[Short exercise] In the GHC code generation thread, begin at the words "On 15 May 2016" and stop after "will try it out.". Write that stretch out again, updating "Hackage" to "GitHub".

# start of Text block

Re: suboptimal ghc code generation in IO vs equivalent pure code case

Harendra Kumar Sat, 14 May 2016 13:15:46 -0700

On 15 May 2016 at 01:35, David Feuer <[email protected]> wrote:

> Well, a few weeks ago Bertram Felgenhauer came up with a version of IO
> that acts more like lazy ST. That could be just the thing. He placed it in
> the public domain/CC0 and told me I could put it up on Hackage if I want.
> I'll try to do that this week, but no promises. I could forward his email
> if you just want to try it out.
>
That's exactly what I was thinking about. Can you please forward it to me,
I will try it out.


Thanks,
Harendra


> On May 14, 2016 2:31 PM, "Harendra Kumar" <[email protected]>
> wrote:
>
>> The difference seems to be entirely due to memory pressure. At list size
>> 1000 both pure version and IO version perform equally. But as the size of
>> the list increases the pure version scales linearly while the IO version
>> degrades exponentially. Here are the execution times per list element in ns
>> as the list size increases:
>>
>> Size of list  Pure       IO
>> 1000           8.7          8.3
>> 10000         8.7          18
>> 100000       8.8          63
>> 1000000     9.3          786
>>
>> This seems to be due to increased GC activity in the IO case. The GC
>> stats for list size 1 million are:
>>
>> IO case:       %GC     time      66.1%  (61.1% elapsed)

# end of Text block
# start of Record list

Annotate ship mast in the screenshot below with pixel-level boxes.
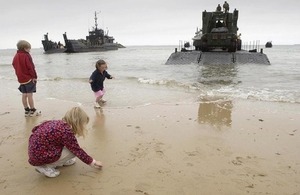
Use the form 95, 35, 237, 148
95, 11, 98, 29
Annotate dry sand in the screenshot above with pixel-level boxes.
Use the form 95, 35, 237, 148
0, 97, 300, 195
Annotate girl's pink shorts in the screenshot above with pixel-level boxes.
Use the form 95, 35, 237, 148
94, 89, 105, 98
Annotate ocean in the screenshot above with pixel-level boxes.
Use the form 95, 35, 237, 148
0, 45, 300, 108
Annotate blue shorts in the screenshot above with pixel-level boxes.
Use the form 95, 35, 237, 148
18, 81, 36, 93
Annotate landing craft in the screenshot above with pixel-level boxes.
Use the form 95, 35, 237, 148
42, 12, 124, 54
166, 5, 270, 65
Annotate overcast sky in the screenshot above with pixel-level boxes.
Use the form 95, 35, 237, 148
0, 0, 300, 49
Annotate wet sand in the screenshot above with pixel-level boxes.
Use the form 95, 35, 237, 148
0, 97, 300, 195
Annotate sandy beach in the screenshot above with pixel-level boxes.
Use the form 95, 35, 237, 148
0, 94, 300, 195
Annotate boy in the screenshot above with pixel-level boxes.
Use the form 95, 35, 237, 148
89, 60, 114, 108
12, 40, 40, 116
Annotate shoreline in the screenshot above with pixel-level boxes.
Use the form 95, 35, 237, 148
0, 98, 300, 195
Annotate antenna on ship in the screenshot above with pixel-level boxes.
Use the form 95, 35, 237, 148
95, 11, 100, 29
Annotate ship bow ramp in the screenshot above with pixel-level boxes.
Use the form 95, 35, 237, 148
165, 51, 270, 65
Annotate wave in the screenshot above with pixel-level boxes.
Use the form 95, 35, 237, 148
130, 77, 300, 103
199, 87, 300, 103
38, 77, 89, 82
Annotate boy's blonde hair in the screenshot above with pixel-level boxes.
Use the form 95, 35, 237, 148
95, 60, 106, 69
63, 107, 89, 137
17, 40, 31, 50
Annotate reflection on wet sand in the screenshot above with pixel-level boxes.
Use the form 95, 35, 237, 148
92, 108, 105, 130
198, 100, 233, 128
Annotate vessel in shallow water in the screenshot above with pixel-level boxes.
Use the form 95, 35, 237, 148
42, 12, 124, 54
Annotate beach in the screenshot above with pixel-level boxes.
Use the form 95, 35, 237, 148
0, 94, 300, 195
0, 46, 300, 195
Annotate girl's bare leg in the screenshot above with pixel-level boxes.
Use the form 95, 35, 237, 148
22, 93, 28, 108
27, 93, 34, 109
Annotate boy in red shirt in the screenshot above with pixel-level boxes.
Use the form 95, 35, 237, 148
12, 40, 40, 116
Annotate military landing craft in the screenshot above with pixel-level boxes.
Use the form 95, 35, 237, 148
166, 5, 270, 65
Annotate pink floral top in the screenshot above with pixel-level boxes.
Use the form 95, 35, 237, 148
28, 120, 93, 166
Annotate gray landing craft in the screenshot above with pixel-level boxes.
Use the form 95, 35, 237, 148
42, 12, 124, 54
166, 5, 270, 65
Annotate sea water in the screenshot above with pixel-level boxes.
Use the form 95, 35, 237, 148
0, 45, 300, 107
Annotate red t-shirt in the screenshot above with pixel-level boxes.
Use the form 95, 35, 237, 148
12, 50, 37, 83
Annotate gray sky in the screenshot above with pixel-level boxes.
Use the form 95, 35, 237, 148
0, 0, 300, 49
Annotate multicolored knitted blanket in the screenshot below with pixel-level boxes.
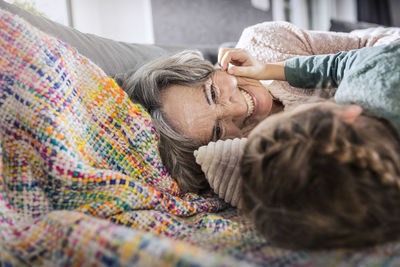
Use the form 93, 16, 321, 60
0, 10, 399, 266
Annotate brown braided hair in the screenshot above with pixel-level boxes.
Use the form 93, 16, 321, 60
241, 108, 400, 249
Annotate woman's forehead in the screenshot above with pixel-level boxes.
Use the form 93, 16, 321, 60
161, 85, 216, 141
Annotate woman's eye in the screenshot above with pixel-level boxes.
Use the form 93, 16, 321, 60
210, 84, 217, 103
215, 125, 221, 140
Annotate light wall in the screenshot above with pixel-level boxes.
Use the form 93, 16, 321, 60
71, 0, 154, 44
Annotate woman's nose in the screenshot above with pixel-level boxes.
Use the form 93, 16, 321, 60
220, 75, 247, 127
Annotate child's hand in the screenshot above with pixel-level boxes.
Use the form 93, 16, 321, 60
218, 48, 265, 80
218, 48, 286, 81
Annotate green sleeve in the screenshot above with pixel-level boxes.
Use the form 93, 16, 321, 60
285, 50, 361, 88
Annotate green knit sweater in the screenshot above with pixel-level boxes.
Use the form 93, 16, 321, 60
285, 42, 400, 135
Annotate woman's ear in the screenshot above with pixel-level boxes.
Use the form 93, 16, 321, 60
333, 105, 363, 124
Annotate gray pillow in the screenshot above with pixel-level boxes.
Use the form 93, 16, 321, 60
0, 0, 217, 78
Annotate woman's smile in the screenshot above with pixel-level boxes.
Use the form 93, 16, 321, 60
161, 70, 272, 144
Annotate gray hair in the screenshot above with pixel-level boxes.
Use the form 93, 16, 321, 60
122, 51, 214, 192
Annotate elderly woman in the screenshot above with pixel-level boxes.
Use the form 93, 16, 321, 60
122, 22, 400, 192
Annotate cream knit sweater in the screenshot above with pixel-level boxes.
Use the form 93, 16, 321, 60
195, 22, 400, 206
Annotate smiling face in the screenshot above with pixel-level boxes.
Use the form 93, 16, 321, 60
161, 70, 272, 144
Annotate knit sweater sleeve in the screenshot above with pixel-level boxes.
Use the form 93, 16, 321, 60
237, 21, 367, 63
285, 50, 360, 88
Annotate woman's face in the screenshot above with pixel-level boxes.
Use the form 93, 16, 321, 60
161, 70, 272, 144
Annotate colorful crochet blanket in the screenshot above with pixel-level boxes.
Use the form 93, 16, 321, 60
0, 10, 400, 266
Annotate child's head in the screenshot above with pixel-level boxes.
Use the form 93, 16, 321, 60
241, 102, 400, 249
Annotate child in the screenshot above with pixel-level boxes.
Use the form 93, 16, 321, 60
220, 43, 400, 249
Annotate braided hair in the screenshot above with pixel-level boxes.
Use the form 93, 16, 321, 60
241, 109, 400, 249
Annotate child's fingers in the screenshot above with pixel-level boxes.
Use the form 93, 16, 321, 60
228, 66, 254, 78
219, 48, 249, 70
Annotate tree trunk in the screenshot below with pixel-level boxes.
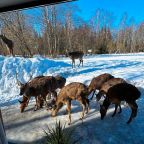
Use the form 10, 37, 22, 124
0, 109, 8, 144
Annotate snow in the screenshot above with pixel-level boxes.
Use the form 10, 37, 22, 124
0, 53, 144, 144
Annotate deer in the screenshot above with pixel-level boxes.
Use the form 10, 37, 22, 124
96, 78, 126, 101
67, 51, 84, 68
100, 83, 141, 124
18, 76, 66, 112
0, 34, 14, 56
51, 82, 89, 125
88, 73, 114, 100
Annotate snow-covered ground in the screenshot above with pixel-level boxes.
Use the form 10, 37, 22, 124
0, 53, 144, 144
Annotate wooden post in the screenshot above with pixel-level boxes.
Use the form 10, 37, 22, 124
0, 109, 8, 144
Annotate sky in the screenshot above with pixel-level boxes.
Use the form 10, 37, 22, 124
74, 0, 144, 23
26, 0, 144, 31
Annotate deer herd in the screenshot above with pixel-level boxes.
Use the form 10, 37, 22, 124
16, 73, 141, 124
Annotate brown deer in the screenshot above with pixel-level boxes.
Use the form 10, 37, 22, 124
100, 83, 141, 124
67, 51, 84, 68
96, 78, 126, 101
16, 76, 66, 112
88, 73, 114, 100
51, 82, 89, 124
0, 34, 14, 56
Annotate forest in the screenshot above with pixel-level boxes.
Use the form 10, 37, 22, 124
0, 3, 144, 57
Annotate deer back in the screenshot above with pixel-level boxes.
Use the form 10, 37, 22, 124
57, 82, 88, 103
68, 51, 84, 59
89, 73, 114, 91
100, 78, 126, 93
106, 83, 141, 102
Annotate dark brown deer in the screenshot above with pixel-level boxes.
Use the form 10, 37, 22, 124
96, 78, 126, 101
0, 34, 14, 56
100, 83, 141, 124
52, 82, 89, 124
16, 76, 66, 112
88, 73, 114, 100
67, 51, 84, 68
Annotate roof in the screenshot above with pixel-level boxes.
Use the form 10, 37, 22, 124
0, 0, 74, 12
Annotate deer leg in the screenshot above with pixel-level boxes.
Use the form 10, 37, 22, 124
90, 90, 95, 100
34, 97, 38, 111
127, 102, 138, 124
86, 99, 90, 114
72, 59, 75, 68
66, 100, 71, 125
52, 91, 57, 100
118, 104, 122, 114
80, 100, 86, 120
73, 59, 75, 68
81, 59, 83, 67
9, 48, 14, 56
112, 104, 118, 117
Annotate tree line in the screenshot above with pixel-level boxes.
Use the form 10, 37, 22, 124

# end of Record list

[Written reply]
On 15 May 2016 at 01:35, David Feuer <[email protected]> wrote:

> Well, a few weeks ago Bertram Felgenhauer came up with a version of IO
> that acts more like lazy ST. That could be just the thing. He placed it in
> the public domain/CC0 and told me I could put it up on GitHub if I want.
> I'll try to do that this week, but no promises. I could forward his email
> if you just want to try it out.
>
That's exactly what I was thinking about. Can you please forward it to me,
I will try it out.